DIRECTIONS FOR THIS TASK: Please give the records below back in full, exactly as shown.

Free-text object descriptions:
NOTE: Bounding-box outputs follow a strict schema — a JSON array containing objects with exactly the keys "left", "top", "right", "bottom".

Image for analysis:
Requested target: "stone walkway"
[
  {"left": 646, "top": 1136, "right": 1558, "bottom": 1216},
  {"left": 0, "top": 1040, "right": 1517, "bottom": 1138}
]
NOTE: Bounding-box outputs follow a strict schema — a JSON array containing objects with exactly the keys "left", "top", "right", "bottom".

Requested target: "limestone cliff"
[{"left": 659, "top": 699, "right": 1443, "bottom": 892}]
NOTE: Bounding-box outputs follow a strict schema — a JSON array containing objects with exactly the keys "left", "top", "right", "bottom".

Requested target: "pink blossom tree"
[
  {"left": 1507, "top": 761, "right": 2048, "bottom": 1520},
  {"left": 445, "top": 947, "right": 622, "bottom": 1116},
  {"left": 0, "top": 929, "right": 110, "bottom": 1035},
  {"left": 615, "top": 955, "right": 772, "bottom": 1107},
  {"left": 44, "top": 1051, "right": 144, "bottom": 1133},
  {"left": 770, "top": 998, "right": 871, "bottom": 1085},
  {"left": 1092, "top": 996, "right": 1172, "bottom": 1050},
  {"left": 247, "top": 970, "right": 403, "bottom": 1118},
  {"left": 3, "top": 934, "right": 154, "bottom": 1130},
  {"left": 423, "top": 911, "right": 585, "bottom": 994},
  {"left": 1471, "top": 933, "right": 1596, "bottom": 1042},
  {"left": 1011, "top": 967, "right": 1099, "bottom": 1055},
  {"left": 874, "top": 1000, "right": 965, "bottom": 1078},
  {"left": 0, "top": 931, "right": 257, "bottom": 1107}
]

EXERCISE OUTPUT:
NOTE: Bounding-box outputs follow a strict schema — a JSON array containing objects with exactly the keys "left", "top", "right", "bottom".

Image for analysis:
Requested target: "stone walkway"
[
  {"left": 646, "top": 1136, "right": 1558, "bottom": 1216},
  {"left": 0, "top": 1040, "right": 1517, "bottom": 1138}
]
NOTE: Bounding-box outputs follow a strict schema — a JSON array containing objects with exactly the keys "left", "top", "right", "bottom".

Requested target: "limestone cliff"
[{"left": 659, "top": 699, "right": 1443, "bottom": 892}]
NOTE: Bounding-box outputs follow a strict schema — a JSON array containing objects with exactly the keys "left", "top", "right", "bottom".

Requested target: "pink blossom tree"
[
  {"left": 1507, "top": 761, "right": 2048, "bottom": 1520},
  {"left": 445, "top": 947, "right": 622, "bottom": 1116},
  {"left": 0, "top": 929, "right": 110, "bottom": 1035},
  {"left": 615, "top": 955, "right": 772, "bottom": 1107},
  {"left": 44, "top": 1051, "right": 144, "bottom": 1133},
  {"left": 770, "top": 998, "right": 871, "bottom": 1085},
  {"left": 1092, "top": 996, "right": 1172, "bottom": 1050},
  {"left": 247, "top": 970, "right": 403, "bottom": 1118},
  {"left": 3, "top": 934, "right": 154, "bottom": 1130},
  {"left": 423, "top": 911, "right": 585, "bottom": 994},
  {"left": 1471, "top": 933, "right": 1596, "bottom": 1042},
  {"left": 1011, "top": 967, "right": 1099, "bottom": 1055},
  {"left": 874, "top": 1000, "right": 965, "bottom": 1078},
  {"left": 0, "top": 931, "right": 257, "bottom": 1107}
]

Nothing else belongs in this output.